• _AIM OF THE EXERCISE_
Carry on the passage about cooperation and altruism in biology from the point where it stops.

BEGIN TEXT SEGMENT

Cooperation and altruism are widespread in biology, from molecules and genes working together in a cell, to bacterial communities that require coordinated behavior to survive in a tough environment, to human relationships and societies. Our human cultural perspective (perhaps even more specifically our American cultural perspective, focused as it is on individuality, free markets, and the American Dream), however, treats cooperation as an outright anomaly that has to be explained away by science (or often, religion). If natural selection is about the “survival of the fittest” how can a selfless gene be rewarded evolutionarily, surviving to the next generation? If evolution is about individuals locked in a battle for resources, why would anyone share with a friend?

END TEXT SEGMENT
BEGIN EXCERPTED RECORDS

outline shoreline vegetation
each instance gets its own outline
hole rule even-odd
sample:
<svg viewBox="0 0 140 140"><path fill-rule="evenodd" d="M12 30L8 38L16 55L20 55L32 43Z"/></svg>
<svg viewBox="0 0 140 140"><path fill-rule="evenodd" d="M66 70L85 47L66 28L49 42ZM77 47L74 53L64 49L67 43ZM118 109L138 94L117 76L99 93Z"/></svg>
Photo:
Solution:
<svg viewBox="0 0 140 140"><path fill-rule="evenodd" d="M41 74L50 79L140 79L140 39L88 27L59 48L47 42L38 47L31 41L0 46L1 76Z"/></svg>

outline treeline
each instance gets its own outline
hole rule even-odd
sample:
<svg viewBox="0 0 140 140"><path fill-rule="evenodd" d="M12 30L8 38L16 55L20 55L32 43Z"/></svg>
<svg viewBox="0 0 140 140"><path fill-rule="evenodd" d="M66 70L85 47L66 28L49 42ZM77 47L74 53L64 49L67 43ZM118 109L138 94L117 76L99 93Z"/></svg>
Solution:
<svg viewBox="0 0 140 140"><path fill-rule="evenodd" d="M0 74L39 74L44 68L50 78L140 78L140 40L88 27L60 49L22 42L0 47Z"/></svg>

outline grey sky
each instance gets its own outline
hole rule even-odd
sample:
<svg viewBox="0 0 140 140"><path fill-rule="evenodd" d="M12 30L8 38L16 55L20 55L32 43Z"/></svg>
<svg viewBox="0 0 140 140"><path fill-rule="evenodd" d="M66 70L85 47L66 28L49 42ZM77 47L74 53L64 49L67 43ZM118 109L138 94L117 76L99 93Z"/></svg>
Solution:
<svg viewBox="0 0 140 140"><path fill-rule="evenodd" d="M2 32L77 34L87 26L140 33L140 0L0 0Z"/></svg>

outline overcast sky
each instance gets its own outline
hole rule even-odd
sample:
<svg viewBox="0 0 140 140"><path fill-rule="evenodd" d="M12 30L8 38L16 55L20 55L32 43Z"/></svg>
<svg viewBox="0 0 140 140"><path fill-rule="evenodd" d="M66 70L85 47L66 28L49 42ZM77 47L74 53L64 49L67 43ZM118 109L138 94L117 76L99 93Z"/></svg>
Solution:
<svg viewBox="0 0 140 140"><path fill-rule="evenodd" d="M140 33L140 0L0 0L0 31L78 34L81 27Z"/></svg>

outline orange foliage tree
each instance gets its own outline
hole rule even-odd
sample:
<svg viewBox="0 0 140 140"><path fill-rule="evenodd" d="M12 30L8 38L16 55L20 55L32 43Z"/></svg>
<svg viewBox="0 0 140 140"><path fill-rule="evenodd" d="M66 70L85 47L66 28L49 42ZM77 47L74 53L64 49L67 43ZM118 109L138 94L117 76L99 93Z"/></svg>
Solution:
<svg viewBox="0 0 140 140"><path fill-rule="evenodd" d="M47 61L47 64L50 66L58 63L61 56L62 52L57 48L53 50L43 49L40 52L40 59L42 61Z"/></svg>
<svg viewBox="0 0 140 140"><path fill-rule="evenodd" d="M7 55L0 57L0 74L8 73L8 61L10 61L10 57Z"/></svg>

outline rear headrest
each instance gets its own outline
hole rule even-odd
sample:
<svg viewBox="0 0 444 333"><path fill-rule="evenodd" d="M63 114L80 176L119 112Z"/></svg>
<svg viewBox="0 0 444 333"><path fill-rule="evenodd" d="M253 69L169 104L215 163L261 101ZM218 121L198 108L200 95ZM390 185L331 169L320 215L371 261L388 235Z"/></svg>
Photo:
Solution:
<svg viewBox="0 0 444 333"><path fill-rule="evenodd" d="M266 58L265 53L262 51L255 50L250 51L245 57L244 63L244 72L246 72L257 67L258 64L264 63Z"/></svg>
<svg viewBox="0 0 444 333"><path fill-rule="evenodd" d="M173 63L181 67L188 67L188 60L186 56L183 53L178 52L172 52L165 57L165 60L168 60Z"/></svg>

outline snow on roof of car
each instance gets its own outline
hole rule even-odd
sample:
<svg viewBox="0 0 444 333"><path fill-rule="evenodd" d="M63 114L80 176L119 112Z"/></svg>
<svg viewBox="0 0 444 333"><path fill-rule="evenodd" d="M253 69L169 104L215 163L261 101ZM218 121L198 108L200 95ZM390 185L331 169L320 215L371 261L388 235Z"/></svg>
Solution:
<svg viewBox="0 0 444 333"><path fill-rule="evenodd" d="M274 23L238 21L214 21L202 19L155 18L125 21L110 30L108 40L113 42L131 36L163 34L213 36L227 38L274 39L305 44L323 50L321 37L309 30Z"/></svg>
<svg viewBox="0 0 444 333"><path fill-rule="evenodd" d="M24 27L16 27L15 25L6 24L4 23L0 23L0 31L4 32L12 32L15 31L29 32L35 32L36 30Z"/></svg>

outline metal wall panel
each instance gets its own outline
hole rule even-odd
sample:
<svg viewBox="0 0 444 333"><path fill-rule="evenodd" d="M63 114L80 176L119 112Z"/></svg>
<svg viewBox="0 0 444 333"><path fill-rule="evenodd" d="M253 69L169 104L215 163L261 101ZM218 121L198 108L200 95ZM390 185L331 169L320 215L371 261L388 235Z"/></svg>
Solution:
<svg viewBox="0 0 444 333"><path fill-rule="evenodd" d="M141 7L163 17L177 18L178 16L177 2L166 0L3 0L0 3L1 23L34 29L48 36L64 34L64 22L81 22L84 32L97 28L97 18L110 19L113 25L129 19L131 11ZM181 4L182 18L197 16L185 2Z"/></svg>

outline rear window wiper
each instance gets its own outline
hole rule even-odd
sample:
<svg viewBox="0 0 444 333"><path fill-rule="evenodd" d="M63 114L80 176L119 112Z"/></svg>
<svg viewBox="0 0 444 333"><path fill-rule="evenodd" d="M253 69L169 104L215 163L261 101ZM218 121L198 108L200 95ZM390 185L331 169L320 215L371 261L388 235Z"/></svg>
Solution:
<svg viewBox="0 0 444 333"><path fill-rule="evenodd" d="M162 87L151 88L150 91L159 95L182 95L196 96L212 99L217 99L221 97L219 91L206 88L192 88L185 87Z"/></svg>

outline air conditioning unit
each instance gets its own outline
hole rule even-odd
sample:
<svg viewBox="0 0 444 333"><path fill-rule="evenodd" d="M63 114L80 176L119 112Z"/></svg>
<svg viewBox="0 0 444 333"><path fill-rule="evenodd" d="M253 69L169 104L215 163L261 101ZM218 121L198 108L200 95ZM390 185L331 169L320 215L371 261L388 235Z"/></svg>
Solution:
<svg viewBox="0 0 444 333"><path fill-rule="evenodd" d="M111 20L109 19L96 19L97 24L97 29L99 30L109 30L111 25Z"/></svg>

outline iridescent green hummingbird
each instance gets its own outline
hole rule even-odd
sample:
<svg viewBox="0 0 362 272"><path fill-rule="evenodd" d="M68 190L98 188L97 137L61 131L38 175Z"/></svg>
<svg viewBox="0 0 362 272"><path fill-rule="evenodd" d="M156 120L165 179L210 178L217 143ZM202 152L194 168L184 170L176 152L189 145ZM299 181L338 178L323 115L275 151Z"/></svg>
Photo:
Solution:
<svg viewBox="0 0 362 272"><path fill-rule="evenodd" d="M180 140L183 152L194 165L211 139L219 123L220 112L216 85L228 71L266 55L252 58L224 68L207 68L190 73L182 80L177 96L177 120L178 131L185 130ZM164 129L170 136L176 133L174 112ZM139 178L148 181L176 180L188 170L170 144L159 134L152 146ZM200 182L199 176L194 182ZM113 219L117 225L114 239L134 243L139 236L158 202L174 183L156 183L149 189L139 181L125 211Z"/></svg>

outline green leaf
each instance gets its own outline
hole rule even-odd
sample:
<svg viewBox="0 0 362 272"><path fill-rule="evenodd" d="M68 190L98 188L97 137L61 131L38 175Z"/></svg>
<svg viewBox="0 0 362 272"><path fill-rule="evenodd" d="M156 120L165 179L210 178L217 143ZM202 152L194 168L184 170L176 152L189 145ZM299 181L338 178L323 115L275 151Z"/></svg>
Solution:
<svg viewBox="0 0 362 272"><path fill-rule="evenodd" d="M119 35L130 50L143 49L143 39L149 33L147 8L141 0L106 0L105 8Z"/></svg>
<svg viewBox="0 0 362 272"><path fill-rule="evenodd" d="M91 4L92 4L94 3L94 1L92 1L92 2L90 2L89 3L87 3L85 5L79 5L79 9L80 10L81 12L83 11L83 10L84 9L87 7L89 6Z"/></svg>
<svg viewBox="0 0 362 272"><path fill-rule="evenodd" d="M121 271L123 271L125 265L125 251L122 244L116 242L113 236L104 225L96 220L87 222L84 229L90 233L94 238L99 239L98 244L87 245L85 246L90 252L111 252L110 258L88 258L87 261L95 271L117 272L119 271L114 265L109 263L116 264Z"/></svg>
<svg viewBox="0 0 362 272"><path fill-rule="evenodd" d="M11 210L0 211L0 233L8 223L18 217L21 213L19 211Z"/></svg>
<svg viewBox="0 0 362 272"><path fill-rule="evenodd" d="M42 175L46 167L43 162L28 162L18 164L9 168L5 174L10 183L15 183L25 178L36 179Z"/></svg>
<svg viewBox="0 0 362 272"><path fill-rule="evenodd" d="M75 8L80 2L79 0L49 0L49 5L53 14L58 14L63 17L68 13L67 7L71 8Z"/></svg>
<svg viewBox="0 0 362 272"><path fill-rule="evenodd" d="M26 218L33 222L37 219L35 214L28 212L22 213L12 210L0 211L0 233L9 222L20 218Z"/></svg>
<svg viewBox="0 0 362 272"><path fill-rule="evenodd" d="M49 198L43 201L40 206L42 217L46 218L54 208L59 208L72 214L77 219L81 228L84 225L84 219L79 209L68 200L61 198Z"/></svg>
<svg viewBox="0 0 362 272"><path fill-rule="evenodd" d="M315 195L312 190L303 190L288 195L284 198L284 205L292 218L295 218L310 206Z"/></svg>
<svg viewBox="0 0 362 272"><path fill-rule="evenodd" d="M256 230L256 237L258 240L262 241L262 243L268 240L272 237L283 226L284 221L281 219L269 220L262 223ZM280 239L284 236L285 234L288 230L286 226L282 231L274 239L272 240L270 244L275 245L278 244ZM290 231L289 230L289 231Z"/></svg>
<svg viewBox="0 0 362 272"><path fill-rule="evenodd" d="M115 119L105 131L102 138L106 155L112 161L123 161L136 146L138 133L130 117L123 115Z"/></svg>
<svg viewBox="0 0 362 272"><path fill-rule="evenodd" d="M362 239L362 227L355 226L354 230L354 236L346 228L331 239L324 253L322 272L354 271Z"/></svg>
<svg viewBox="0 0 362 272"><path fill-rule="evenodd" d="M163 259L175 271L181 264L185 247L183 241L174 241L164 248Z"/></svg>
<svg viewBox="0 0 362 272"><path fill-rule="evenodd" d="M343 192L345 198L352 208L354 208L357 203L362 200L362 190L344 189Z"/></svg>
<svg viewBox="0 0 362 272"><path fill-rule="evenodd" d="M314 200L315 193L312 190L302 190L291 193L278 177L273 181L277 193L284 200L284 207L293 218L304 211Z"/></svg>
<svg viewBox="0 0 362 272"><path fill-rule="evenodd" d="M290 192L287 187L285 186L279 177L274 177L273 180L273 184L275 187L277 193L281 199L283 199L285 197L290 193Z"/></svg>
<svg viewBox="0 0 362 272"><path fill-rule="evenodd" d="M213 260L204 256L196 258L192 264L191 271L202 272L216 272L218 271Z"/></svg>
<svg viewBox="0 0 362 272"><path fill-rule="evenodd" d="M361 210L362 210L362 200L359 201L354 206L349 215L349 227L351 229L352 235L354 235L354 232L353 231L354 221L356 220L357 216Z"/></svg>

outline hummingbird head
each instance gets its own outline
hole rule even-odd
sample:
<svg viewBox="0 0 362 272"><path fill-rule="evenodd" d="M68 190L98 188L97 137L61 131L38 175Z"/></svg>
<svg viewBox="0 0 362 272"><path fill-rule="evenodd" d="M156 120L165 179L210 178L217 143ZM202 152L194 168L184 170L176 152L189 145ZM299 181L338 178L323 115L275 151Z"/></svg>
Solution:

END EXCERPTED RECORDS

• _OUTPUT BELOW_
Many experiments have shown that cooperation may actually not be so anomalous, and in fact may be a driving force for evolutionary change and diversity. Using experimental evolution, a synthetic approach to evolutionary theory where researchers try to observe evolutionary changes in controlled populations in the lab, several groups have shown that symbiotic, cooperative, and altruistic behaviors can rapidly evolve in many different situations. A recent paper from PLoS Biology, “Experimental Evolution of a Plant Pathogen into a Legume Symbiont” (ht Coturnix!) applied this kind of synthetic approach to plant/bacteria cooperation (in depth paper synopsis here). Many plants and bacteria have evolved a complex mutualistic relationship, where the plants will protect the bacteria from the harsh soil environment and the bacteria will provide crucial nutrients to the plant. Rhizobia are species of bacteria that invade the root tissue of legume plants and form small nodules where the bacteria grow and provide nitrogen that the host plant needs to grow. These species have coevolved to this complex mutualistic relationship over millions of years, but the authors found that after only a few generations pathogenic bacteria developed many of the behaviors required for the root nodule symbiosis, with many implications for evolutionary theory. From the paper’s conclusion:
Our results show that adaptive genomic changes indeed allow effective dissemination of symbiotic traits over large phylogenetic and ecological distances. The fact that a single gene played a major role in the shift from extracellular pathogenesis to endosymbiosis reinforces previous reports that global regulators are preferred targets for evolution and supports fluid boundaries between parasitism and mutualism.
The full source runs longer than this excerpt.